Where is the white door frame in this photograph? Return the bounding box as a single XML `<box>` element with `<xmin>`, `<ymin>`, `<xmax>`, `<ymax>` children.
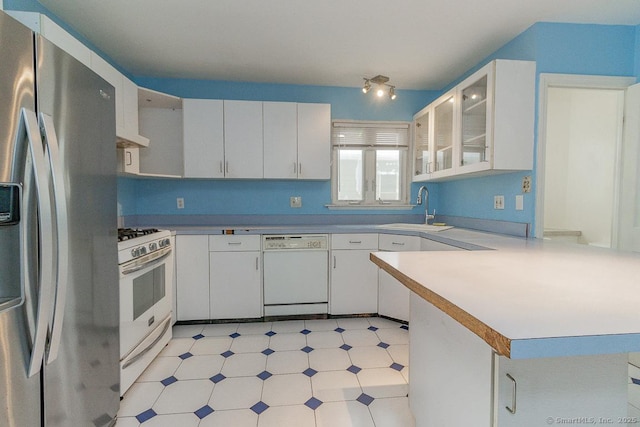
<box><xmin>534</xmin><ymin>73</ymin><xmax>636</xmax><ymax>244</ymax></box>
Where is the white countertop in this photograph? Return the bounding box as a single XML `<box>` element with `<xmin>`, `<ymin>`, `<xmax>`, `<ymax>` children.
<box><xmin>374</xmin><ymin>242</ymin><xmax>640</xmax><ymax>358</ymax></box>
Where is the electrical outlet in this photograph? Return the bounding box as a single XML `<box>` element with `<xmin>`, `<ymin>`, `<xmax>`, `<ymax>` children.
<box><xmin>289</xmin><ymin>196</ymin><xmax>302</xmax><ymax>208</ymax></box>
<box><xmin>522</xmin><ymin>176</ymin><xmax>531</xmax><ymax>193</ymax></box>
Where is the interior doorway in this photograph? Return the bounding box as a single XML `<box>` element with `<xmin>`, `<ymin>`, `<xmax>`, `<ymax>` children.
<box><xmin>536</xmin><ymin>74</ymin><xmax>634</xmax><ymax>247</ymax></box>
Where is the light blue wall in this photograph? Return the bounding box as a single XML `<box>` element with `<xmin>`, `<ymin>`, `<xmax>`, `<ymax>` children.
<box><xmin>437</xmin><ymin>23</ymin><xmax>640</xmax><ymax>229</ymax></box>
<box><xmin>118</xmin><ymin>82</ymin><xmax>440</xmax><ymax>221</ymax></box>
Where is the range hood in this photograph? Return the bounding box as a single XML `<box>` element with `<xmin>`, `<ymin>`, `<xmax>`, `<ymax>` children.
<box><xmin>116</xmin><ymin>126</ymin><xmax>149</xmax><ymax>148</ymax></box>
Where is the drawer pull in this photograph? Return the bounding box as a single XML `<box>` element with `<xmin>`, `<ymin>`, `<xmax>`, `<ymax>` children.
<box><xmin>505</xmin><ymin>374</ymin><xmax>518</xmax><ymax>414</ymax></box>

> [REQUIREMENTS]: Show each line of the rows above that contains the string 'single'. Case counts.

> [TASK RESULT]:
Where is the white door frame in this photograph? Return the bounding box as a single XML `<box>` element with `<xmin>`, `<ymin>`, `<xmax>`, `<ymax>` children.
Where is the white countertop in this photograph? Return the bounding box as a single XML `<box>` element with `<xmin>`, `<ymin>`, `<xmax>`, `<ymax>` children.
Where is the electrical outlet in this photograph? Return the bounding box as a single XML `<box>` element with `<xmin>`, `<ymin>`, `<xmax>`, `<ymax>` children.
Where is the interior doorway in this photograph? Return the bounding box as a single XML `<box>` element with `<xmin>`, `<ymin>`, `<xmax>`, `<ymax>` children.
Where is the light blue wall in this photograph? Return the bounding box as a single XML `<box>` element with `<xmin>`, `<ymin>`, `<xmax>`, `<ymax>` children.
Where is the range hood in this photograph? Return the bounding box as a single XML `<box>` element with `<xmin>`, `<ymin>`, `<xmax>`, `<ymax>` children.
Where is the drawer pull in this photograph? Return the bounding box as a single XML `<box>` element with `<xmin>`, `<ymin>`, `<xmax>`, `<ymax>` children.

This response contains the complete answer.